Arrange the entries below as a two-column CSV with the headers "instruction" and "coordinates". Give one row per entry, with its text and its answer each in a single quoted field and any line breaks replaced by spaces, and omit the pictures.
>> start Dataset entries
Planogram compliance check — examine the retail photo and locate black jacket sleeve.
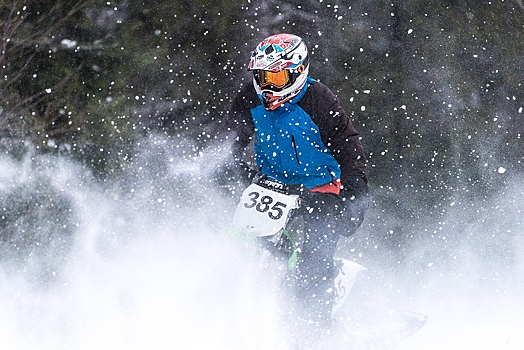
[299,82,367,185]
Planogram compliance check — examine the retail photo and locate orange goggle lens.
[257,69,289,88]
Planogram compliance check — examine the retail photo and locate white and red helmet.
[247,34,309,110]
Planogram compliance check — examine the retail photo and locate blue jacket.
[223,79,367,188]
[250,79,340,188]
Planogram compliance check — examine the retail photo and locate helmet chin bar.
[261,92,291,111]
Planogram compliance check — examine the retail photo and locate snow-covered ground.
[0,144,524,350]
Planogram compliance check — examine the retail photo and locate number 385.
[244,192,287,220]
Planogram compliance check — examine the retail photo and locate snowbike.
[233,174,426,350]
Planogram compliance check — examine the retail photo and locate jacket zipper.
[291,135,300,164]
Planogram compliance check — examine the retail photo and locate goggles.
[254,69,290,89]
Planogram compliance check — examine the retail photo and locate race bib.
[233,184,298,236]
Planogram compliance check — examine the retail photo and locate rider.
[221,34,368,342]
>> end Dataset entries
The response
instruction,coordinates
"Planogram compliance check — examine the retail photo and locate black jacket sleeve.","[299,82,367,185]"
"Planogram compliance check — examine the retail photo and locate orange goggle lens.","[257,69,289,88]"
"Planogram compliance check — examine the retail photo and locate white and red helmet.","[247,34,309,110]"
"Planogram compliance check — examine the retail photo and locate blue jacket.","[223,79,367,188] [250,79,340,188]"
"Planogram compliance check — examine the retail photo and locate helmet chin bar.","[261,92,291,111]"
"Planogram compliance check — examine the retail photo and locate snow-covered ground.","[0,144,524,350]"
"Planogram compliance check — examine the retail photo and locate number 385.","[244,192,287,220]"
"Planogram compliance check — examine the retail photo and locate snowbike.","[233,174,426,350]"
"Planogram compliance check — examine the retail photo and locate jacket zipper.","[291,135,300,164]"
"Planogram compliance check — examine the retail photo and locate goggles.","[254,69,290,89]"
"Planogram compliance check — examine the retail photo and locate race bib.","[233,184,298,236]"
"Planogram compliance check — examine the retail photo and locate rider.","[221,34,368,342]"